Gegeven opdracht:
Neem de brief over het convenant veilig bestelverkeer volledig en ongewijzigd over.

Geselecteerd fragment:
◆ ◆ ◆ ◆ ◆
Ministerie van Verkeer en Waterstaat

Contactpersoon

-
Datum
20 juni 2005
Ons kenmerk
DGTL/WEGV/05/004635
Doorkiesnummer

-
Bijlage(n)

1
Uw kenmerk

-
Onderwerp
convenant veilig bestelverkeer

Geachte voorzitter,

Hierbij informeer ik u over het convenant verbetering verkeersveiligheid bestelverkeer, dat ik op 20 juni 2005 heb ondertekend samen met de ondernemersorganisaties voor logistiek en transport (EVO), Koninklijk Nederlands Vervoer (KNV) en Transport en Logistiek Nederland (TLN). In dit convenant is een aantal concrete acties afgesproken, die de verkeersveiligheid van het bestelverkeer ten goede komen.
◆ ◆ ◆ ◆ ◆
Verstrekte informatie:
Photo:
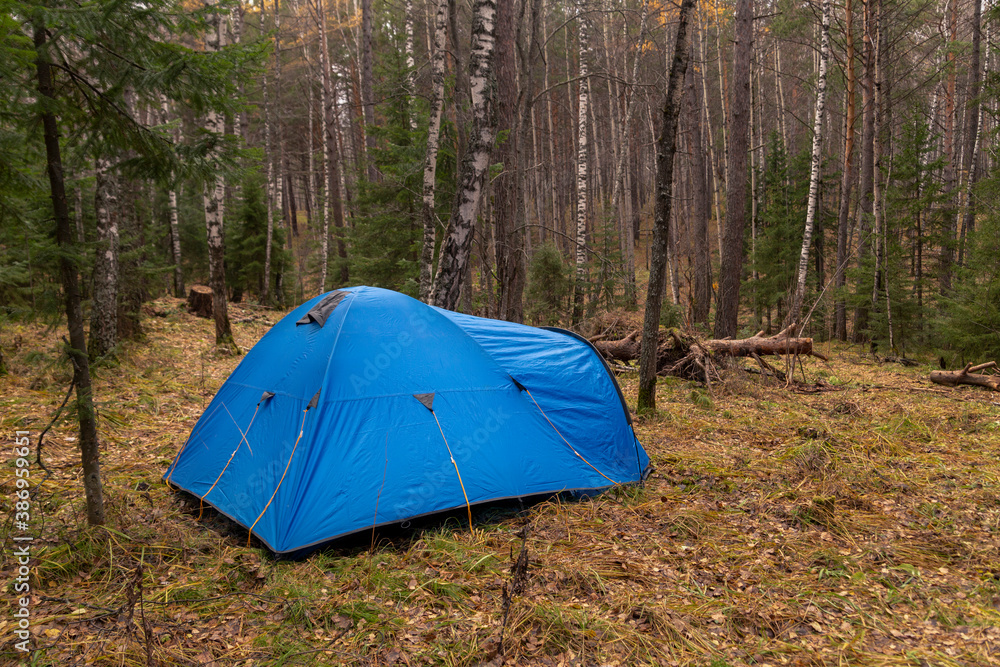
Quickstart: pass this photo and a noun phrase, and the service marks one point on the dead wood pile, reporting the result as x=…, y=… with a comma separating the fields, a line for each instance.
x=968, y=376
x=681, y=354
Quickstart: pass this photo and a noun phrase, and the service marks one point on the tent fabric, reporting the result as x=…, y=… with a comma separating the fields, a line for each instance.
x=362, y=418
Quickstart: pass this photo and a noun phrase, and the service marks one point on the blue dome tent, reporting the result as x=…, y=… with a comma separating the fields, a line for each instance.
x=364, y=407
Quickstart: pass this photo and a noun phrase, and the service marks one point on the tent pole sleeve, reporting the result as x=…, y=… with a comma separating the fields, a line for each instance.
x=468, y=506
x=287, y=465
x=567, y=441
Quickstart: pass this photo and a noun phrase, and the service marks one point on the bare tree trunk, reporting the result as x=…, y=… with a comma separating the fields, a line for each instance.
x=878, y=217
x=795, y=311
x=430, y=158
x=332, y=202
x=269, y=193
x=972, y=124
x=312, y=203
x=454, y=256
x=89, y=448
x=701, y=247
x=279, y=139
x=506, y=186
x=666, y=148
x=104, y=307
x=728, y=301
x=723, y=87
x=710, y=132
x=581, y=180
x=367, y=94
x=948, y=187
x=846, y=179
x=867, y=161
x=214, y=202
x=410, y=64
x=618, y=184
x=780, y=92
x=175, y=238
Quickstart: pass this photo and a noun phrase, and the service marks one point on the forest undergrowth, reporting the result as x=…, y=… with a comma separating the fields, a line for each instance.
x=853, y=519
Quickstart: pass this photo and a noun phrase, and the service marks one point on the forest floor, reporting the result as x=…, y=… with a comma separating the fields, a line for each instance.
x=851, y=522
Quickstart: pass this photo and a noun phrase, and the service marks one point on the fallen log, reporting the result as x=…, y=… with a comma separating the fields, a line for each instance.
x=200, y=301
x=779, y=344
x=681, y=354
x=968, y=376
x=625, y=349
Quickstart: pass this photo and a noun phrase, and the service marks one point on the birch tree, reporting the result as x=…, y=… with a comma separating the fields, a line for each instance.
x=972, y=124
x=214, y=202
x=175, y=235
x=795, y=311
x=454, y=256
x=332, y=202
x=731, y=269
x=580, y=283
x=104, y=306
x=846, y=176
x=427, y=214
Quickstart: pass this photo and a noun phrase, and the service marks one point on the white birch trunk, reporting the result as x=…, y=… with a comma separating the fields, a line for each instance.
x=814, y=172
x=581, y=180
x=214, y=202
x=269, y=194
x=104, y=311
x=454, y=257
x=279, y=164
x=325, y=102
x=410, y=63
x=430, y=159
x=175, y=237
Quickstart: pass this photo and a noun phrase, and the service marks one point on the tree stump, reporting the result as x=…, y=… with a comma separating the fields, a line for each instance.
x=200, y=301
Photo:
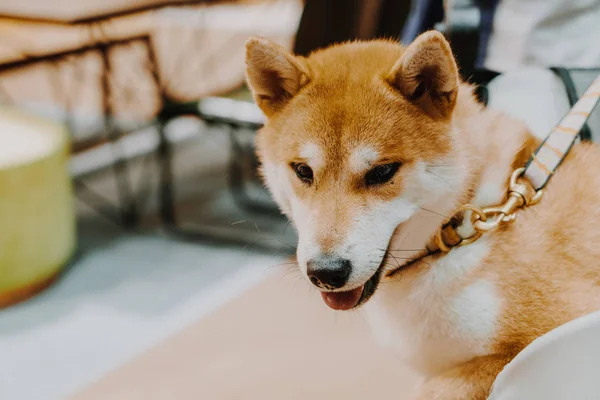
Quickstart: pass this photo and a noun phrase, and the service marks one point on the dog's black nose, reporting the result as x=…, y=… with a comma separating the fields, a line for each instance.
x=329, y=272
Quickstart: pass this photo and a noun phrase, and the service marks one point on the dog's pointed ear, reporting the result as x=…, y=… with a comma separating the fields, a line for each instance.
x=273, y=74
x=426, y=74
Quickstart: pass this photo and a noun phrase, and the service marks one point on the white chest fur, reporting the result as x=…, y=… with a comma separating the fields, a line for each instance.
x=437, y=317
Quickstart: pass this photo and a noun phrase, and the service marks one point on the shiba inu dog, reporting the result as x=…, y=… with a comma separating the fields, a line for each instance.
x=370, y=148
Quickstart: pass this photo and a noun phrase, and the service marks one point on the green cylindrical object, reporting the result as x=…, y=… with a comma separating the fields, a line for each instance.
x=37, y=217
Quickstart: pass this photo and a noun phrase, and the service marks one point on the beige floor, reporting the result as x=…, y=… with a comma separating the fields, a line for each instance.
x=277, y=341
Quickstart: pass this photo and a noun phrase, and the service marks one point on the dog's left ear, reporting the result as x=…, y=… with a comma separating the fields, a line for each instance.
x=273, y=74
x=426, y=74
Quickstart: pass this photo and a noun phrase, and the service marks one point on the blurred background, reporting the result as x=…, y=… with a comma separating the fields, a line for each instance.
x=140, y=255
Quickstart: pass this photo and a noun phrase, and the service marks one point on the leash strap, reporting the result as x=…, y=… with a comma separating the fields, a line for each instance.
x=557, y=144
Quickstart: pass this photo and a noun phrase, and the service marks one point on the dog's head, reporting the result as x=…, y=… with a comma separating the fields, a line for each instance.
x=360, y=152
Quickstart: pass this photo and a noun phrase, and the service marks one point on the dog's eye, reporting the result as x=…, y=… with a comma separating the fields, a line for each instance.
x=381, y=174
x=303, y=172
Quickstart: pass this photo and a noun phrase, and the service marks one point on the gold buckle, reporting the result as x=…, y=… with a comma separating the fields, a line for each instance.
x=521, y=194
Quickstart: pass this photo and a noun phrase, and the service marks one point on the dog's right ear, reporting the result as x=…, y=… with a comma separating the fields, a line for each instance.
x=273, y=75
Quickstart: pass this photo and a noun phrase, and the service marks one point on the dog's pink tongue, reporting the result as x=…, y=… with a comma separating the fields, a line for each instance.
x=342, y=300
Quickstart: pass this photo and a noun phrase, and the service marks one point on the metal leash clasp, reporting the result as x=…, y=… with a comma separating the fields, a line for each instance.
x=521, y=194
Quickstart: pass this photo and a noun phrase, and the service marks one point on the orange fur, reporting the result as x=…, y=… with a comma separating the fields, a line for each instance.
x=408, y=106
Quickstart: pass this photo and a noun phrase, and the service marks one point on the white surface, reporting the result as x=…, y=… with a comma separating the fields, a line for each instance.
x=564, y=364
x=545, y=33
x=21, y=143
x=537, y=96
x=117, y=302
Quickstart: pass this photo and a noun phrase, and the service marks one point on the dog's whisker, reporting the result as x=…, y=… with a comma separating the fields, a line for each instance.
x=434, y=212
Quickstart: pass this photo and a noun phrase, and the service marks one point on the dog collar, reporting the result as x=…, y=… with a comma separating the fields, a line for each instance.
◆ ◆ ◆ ◆ ◆
Uitgewerkte oplossing:
Ministerie van Verkeer en Waterstaat

Contactpersoon

-
Datum
20 juni 2005
Ons kenmerk
DGTL/WEGV/05/004635
Doorkiesnummer

-
Bijlage(n)

1
Uw kenmerk

-
Onderwerp
convenant veilig bestelverkeer

Geachte voorzitter,

Hierbij informeer ik u over het convenant verbetering verkeersveiligheid bestelverkeer, dat ik op 20 juni 2005 heb ondertekend samen met de ondernemersorganisaties voor logistiek en transport (EVO), Koninklijk Nederlands Vervoer (KNV) en Transport en Logistiek Nederland (TLN). In dit convenant is een aantal concrete acties afgesproken, die de verkeersveiligheid van het bestelverkeer ten goede komen.